• GIVEN PROBLEM A:
In the text on the Japanese music industry's core fan strategy, what term has the industry adopted in place of PV?
• GIVEN PROBLEM B:
Condense the paragraph beginning "One problem with the AKB method" in the text on the Japanese music industry's core fan strategy into a short bulleted list that keeps its main facts.
• GIVEN PROBLEM C:
In the text on the Japanese music industry's core fan strategy, print the passage between "So it’s not" and "value is intrinsic).", inclusive.

• EXCERPTED TEXT:
So what countervailing advantages does pursuing a core fan strategy have for the Japanese music industry? Well, at one extreme, just look at mass idol collective AKB48 and their legions of obsessive fans, some willing to spend millions of yen on thousands of copies of a single in order to gain multiple voting rights in the group’s annual “senbatsu election” of the most popular members. Not only the CDs, but an ever growing pile of goods that the fans are encouraged to buy and buy again in order to show their devotion to the goddess of their particular sect within the AKB cult. AKB48 are an extreme example, but they’re the big success story in the domestic industry, and their success in monetising fans within a shrinking market has been noted with interest by their competitors.

One problem with the AKB method is that it is so reliant on CD sales, which in a marketplace increasingly having to come to terms with iTunes and similar legal download sites, and where streaming services like Sony Music Unlimited and soon Spotify are gradually carving out a place for themselves (several years too late, but well done anyway), this model is already an anachronism. AKB48’s enormous sales are the Tyrannosaurus Rex stalking the late Cretaceous of the CD format’s lifespan. One download buys you the song, and if you want to download it again, well it’s already yours. If a fan who spent ¥2,000,000 on over a thousand copies of the CD single wants to give them that ¥2,000,000 via Music Unlimited, he’s going to be busy.

So it’s not music, but goods that are the key to exploiting (and I do mean exploiting) the core fanbase, and the key to goods is image rights. Videos can also be monetised, not as promotional materials, but as commodities in their own rights, and by ruthlessly shutting out YouTube users from access to the videos, they can then sell exclusive broadcast rights to the videos to certain TV channels, to which the core fans must obediently turn, or flog them as video downloads to fans’ smartphones. This shift can be seen in the way the music industry in Japan now refuses to use the term PV (“promotional video”, i.e. for promotion) and has en masse adopted the term MV (“music video”, i.e. a discrete product whose value is intrinsic).

Dataset rows showing where objects appear

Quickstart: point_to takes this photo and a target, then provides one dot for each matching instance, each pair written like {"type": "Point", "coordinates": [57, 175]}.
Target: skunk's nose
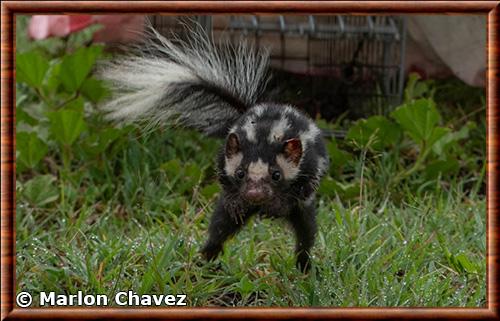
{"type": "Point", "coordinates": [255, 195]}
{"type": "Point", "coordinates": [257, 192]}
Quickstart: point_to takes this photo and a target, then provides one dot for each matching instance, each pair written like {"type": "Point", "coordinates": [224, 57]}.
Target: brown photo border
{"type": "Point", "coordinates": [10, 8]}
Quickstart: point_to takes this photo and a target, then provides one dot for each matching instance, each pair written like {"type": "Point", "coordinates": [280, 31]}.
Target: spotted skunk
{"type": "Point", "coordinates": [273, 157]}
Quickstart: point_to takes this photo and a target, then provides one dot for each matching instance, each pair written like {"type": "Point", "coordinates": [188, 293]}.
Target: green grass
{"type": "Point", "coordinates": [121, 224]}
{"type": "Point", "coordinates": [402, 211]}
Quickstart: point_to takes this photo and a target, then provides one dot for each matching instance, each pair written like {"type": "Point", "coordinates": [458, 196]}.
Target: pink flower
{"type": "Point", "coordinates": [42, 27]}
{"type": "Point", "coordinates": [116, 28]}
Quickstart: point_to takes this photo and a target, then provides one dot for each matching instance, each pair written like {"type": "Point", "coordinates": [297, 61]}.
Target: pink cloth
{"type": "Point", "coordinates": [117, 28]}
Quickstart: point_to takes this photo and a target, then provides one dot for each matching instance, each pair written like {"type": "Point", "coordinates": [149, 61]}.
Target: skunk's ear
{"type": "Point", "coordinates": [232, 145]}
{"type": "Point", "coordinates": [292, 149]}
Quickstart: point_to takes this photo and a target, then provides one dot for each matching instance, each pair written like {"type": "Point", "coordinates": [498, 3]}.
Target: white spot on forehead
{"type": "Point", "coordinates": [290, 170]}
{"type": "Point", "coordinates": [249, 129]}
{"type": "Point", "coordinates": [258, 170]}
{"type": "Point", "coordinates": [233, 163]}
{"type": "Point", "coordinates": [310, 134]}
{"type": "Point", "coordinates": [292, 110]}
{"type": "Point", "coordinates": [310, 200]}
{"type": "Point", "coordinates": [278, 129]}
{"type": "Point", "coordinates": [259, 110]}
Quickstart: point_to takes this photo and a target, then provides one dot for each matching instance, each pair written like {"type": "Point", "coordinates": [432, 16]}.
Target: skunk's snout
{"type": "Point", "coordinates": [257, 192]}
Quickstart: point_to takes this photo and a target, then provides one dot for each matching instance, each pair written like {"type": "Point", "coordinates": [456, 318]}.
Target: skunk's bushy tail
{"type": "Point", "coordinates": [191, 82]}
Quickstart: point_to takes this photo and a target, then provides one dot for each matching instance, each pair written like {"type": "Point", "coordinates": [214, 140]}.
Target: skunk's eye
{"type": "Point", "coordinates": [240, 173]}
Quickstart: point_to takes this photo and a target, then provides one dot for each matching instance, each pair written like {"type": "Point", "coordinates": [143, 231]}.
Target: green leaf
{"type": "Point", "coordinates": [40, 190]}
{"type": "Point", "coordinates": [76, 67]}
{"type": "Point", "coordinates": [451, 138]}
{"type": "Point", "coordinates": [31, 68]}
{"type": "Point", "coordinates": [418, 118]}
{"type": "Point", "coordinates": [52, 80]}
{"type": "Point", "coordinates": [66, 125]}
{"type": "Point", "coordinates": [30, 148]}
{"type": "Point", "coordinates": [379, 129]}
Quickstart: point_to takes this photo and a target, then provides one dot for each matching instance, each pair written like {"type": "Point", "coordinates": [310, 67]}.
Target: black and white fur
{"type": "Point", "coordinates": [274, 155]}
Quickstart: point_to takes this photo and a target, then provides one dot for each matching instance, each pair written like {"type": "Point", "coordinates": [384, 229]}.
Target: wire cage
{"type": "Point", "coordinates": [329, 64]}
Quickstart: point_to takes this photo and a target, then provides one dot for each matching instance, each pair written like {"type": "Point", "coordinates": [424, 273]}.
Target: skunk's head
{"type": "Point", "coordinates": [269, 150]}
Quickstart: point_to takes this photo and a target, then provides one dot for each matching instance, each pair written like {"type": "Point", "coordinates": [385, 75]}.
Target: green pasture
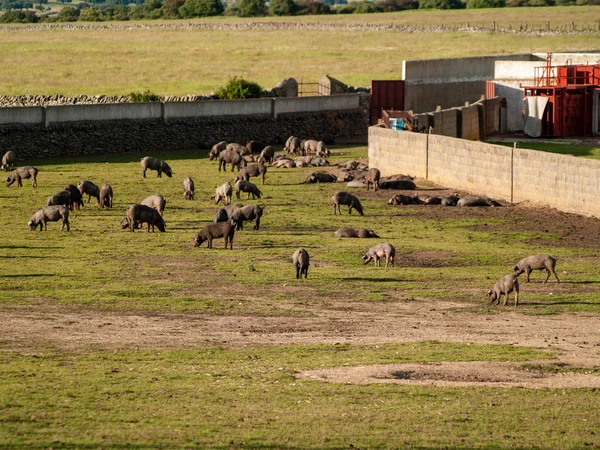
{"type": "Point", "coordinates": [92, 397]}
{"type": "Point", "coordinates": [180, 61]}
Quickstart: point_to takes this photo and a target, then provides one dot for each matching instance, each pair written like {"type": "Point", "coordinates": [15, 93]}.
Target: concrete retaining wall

• CORRECT OUTPUT A:
MV, meaning "music video," a discrete product whose value is intrinsic.

• CORRECT OUTPUT B:
- The AKB method relies heavily on CD sales.
- The market is adjusting to iTunes and similar legal download sites, and streaming services such as Sony Music Unlimited and soon Spotify are gaining a place, so this model is already an anachronism.
- AKB48's huge sales are likened to a Tyrannosaurus Rex in the late Cretaceous of the CD format's lifespan.
- A single download buys the song, and downloading it again costs nothing because it is already owned.
- A fan who spent ¥2,000,000 on over a thousand copies of a CD single would find it hard to spend that same amount through Music Unlimited.

• CORRECT OUTPUT C:
So it’s not music, but goods that are the key to exploiting (and I do mean exploiting) the core fanbase, and the key to goods is image rights. Videos can also be monetised, not as promotional materials, but as commodities in their own rights, and by ruthlessly shutting out YouTube users from access to the videos, they can then sell exclusive broadcast rights to the videos to certain TV channels, to which the core fans must obediently turn, or flog them as video downloads to fans’ smartphones. This shift can be seen in the way the music industry in Japan now refuses to use the term PV (“promotional video”, i.e. for promotion) and has en masse adopted the term MV (“music video”, i.e. a discrete product whose value is intrinsic).